取り組む課題:
1. ポーに関する記事から、「アナベルリー エドガー・アラン・ポー」という語句を含む箇所を起点とし、「という趣のある天才児でした。」で終わるまでの部分を一字一句変えずに返してください。
2. ポーに関する記事で、ポーの作品として題名が挙げられているものをすべて列挙してください。
3. ポーに関する記事が途切れたところから、その続きを書いてください。

アナベルリー エドガー・アラン・ポー

2005-05-01 22:05:26 | Weblog
酒に溺れた作家として幾人かをピックアップしてこのブログに書いてきましたが、ここに書いた人の他に浴びるほど酒を飲んではいるのだけれども、どうも作品との関係に於いて書きにくく今まで
手をつけないでいた人が居りました。たとえばゴッホなどは完全にアル中だったようなのですが、彼の作品の高貴さはそういう形而下的なことを書くことをためらわせました。
今日ここに書くエドガー・アラン・ポー(1909~1949)もどうもそういう面があるようで書きにくい人の一人ですね。でもアル中もアル中で、留置所に入れられたことさえあるくらいで、けっきょくそれが祟ったためか(真の原因は不明)たったの40歳で世を去っております。
ご存知の通り、ポーの作家としての幅は極めて広いものです。「モルグ街の殺人」などというミステリーを書いたり、ユリイカというタイトルの思想書兼哲学書兼科学書というお
化けのようなものを書いたり、片や「大鴉」というような長編詩を書いたり、何か文才の止めが利かない、という趣のある天才児でした。

ここでは彼の詩の中でも特に人々に愛され愛唱されているアナベルリーを挙げておきます。なおアナベルリーとは彼の幼な妻で従妹であるヴァージニアのことだろうと推察されます。
ポーは27歳の時、周囲の猛反対を押し切って13歳のヴァージニアと結婚しましたが、その後ヴァージニアは早世してしまいます。その後ポーの生活は酒でひどく荒れたものになったと伝えられております。詩「アナベルリー」は亡き妻に寄せる切々たる思いを歌いますが、韻律が非常にきれいで、愛唱するのに良い詩です。また詩としては異例なくらい易しく読めます。

*なお訳はアナベルリー
を借用させていただきました。

ANNABEL LEE

By Edgar A. Poe


IT was many and many ayear ago,
   In a kingdom by the sea,
That a maiden she lived whom you may know
   By the name of ANNABEL LEE;
And this maiden she lived with no other thought
   Than to love and be loved by me.

I was a child and she wa a child .

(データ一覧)

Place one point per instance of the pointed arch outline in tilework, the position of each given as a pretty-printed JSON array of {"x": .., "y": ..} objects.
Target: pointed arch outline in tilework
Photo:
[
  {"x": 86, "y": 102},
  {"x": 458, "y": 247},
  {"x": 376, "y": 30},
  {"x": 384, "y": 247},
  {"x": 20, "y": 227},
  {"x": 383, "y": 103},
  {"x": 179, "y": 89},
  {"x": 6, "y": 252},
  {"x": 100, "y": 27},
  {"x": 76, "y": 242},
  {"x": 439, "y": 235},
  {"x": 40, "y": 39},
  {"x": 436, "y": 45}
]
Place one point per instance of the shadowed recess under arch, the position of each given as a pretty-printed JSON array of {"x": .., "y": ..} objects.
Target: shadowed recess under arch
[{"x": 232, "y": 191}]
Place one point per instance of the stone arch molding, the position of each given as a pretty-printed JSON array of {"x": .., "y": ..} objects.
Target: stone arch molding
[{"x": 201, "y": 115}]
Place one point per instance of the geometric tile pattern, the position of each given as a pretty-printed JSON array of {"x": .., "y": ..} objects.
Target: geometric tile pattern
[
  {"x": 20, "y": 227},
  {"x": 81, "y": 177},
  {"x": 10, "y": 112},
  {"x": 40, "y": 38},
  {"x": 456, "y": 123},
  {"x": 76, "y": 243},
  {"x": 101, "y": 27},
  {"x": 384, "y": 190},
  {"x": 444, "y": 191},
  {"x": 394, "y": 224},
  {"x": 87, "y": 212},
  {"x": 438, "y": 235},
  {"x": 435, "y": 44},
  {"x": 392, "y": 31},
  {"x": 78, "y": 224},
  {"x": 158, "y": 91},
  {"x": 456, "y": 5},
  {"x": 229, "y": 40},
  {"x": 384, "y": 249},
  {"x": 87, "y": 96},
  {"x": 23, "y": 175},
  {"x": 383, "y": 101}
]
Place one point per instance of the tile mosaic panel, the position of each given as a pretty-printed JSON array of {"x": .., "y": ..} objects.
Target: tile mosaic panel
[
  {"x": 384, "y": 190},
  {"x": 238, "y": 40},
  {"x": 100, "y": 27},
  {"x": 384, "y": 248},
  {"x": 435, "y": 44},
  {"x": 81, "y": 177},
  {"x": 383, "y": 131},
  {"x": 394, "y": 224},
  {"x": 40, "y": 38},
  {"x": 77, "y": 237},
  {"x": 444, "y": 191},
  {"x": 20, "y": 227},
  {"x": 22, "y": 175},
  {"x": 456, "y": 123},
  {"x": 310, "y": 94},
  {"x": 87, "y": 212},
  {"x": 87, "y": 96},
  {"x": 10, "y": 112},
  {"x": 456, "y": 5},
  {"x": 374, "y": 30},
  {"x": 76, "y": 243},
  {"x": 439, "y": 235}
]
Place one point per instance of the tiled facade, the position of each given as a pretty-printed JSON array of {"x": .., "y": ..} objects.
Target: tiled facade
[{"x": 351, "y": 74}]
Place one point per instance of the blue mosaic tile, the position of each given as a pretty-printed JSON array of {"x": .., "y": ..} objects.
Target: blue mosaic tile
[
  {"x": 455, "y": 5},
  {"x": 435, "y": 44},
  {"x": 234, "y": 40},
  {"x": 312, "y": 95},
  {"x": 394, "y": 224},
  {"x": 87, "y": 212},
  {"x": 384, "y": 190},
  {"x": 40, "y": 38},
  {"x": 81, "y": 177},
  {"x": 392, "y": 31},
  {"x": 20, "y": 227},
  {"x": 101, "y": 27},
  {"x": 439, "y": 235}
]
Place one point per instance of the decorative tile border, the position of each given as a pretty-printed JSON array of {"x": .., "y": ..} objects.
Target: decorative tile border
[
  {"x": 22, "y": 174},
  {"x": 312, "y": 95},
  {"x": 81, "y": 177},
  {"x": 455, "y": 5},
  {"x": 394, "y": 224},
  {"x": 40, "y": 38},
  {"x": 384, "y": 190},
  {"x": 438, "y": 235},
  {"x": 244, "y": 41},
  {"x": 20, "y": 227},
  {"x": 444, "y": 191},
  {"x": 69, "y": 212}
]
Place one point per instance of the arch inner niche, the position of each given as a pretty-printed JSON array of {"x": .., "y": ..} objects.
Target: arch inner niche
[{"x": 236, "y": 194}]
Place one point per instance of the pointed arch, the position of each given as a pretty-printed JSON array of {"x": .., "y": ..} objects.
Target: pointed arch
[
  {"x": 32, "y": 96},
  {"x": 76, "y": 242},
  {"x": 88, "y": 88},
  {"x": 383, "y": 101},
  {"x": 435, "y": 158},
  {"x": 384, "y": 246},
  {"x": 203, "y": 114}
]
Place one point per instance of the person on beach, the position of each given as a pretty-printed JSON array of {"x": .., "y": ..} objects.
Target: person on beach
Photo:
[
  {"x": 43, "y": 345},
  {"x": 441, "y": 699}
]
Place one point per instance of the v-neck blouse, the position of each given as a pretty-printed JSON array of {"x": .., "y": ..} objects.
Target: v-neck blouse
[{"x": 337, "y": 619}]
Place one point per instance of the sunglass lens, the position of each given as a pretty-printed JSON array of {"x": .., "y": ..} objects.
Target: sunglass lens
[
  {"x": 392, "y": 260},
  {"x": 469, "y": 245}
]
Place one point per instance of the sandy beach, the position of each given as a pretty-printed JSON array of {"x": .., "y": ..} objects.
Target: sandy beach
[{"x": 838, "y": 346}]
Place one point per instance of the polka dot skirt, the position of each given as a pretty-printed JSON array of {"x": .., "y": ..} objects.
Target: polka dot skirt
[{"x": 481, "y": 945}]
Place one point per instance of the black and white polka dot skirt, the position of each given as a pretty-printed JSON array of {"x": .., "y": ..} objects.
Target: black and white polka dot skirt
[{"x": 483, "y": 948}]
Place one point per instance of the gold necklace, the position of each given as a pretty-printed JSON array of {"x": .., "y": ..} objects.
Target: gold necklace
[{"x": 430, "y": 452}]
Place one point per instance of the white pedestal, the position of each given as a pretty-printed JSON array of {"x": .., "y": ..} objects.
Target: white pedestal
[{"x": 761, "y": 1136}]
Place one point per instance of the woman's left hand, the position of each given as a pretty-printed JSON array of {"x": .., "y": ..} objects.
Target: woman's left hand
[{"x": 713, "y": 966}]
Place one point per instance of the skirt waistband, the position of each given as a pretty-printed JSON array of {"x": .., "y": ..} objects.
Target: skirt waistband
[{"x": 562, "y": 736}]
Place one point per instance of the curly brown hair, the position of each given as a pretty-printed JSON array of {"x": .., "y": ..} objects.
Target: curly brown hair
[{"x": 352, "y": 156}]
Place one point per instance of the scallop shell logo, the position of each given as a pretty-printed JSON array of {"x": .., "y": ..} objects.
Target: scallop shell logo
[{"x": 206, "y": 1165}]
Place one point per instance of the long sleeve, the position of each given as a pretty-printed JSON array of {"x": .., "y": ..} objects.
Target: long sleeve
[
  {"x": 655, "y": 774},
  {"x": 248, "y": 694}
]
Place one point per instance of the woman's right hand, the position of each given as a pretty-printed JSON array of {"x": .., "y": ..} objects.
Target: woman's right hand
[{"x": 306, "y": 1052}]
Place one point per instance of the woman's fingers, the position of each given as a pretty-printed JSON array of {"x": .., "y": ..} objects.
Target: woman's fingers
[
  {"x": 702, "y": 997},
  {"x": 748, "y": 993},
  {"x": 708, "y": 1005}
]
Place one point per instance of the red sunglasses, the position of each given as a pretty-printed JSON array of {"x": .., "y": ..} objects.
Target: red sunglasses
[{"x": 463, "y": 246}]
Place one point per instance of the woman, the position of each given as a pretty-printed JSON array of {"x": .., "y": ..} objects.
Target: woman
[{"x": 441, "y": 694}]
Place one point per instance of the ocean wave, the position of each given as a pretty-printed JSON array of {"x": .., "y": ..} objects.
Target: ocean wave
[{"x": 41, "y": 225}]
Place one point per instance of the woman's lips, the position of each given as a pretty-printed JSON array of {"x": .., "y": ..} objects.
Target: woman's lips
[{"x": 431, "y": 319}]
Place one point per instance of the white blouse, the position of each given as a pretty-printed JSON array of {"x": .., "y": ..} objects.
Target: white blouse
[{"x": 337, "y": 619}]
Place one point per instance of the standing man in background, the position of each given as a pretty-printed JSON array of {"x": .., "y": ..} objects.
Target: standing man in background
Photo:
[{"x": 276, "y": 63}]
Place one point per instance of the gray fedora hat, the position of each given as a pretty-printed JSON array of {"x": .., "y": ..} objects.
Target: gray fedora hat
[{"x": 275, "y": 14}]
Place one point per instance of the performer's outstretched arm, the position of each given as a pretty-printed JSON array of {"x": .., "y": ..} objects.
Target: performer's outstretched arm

課題の解答:
1.
アナベルリー エドガー・アラン・ポー

2005-05-01 22:05:26 | Weblog
酒に溺れた作家として幾人かをピックアップしてこのブログに書いてきましたが、ここに書いた人の他に浴びるほど酒を飲んではいるのだけれども、どうも作品との関係に於いて書きにくく今まで
手をつけないでいた人が居りました。たとえばゴッホなどは完全にアル中だったようなのですが、彼の作品の高貴さはそういう形而下的なことを書くことをためらわせました。
今日ここに書くエドガー・アラン・ポー(1909~1949)もどうもそういう面があるようで書きにくい人の一人ですね。でもアル中もアル中で、留置所に入れられたことさえあるくらいで、けっきょくそれが祟ったためか(真の原因は不明)たったの40歳で世を去っております。
ご存知の通り、ポーの作家としての幅は極めて広いものです。「モルグ街の殺人」などというミステリーを書いたり、ユリイカというタイトルの思想書兼哲学書兼科学書というお
化けのようなものを書いたり、片や「大鴉」というような長編詩を書いたり、何か文才の止めが利かない、という趣のある天才児でした。

2. 「モルグ街の殺人」、ユリイカ、「大鴉」、アナベルリー

3.
   In this kingdom by the sea:
But we loved with a love that was more than love --
   I and my ANNABEL LEE;
With a love that the winged seraphs of heaven
   Coveted her and me.

And this was the reason that, long ago,
   In this kingdom by the sea,
A wind blew out of a cloud,chilling
   My beautiful ANNABEL LEE;
So that her high-born kinsman came
   And bore her away from me,
To shut her up in a sepulchre
   In this kingdom by the sea.

The angels, not half so happy in heaven,
   Went envying her and me -
Yes!- that was the reason (as all men know,
   In this kingdom by the sea)
That the wind came out of the cloud by night,
   Chlling and killing my ANNABEL LEE,
But our love it was stronger by far than the love
   Of those who were older than we-
   Of many far wiser than we -
And neither the angels in heaven above,
   Nor the demons down under the sea,
Can ever dissever my soul from the soul
   Of the beautiful ANNABEL LEE.

For the moon never beams, without bringing me dreams
   Of the beautiful ANNABEL LEE;
And the stars never rise , but I feel the bright eyes
   Of the beautiful ANNABEL LEE;
And so, all the night-tide, I lie down by the see
Of my darling - my darling - my life and my bride
   In the sepulchre there by the sea,
   In her tomb by the sounding sea.


      <アナベル・リー>

長いながい年月が経ってしまったけれど、
   海のほとりの王国に、
一人の少女が住んでいて、
   アナベル・リーと呼ばれていたよ。
そして、この少女の想いはたったひとつ、
   僕を愛し僕に愛されること、それだけだった。

僕は子供だったし、彼女も子供だった。
   海のほとりの王国で。
それでも、僕たちはとても愛し合っていたんだ--
   僕と僕のアナベルリーはね。
天国の翼のある天使たちも欲しがっていたよ、
   僕と彼女の愛を。

そう、これが理由なんだ。遠い昔、
   海のほとりの王国で、
雲の間から吹き下ろしてきた風が
   僕のアナベル・リーを凍りつかせた。
そう、彼女の高貴な一族がやって来て、
   僕のところから連れ去ってしまった。
彼女を墓の中に閉じこめるために、
   海のほとりの王国で。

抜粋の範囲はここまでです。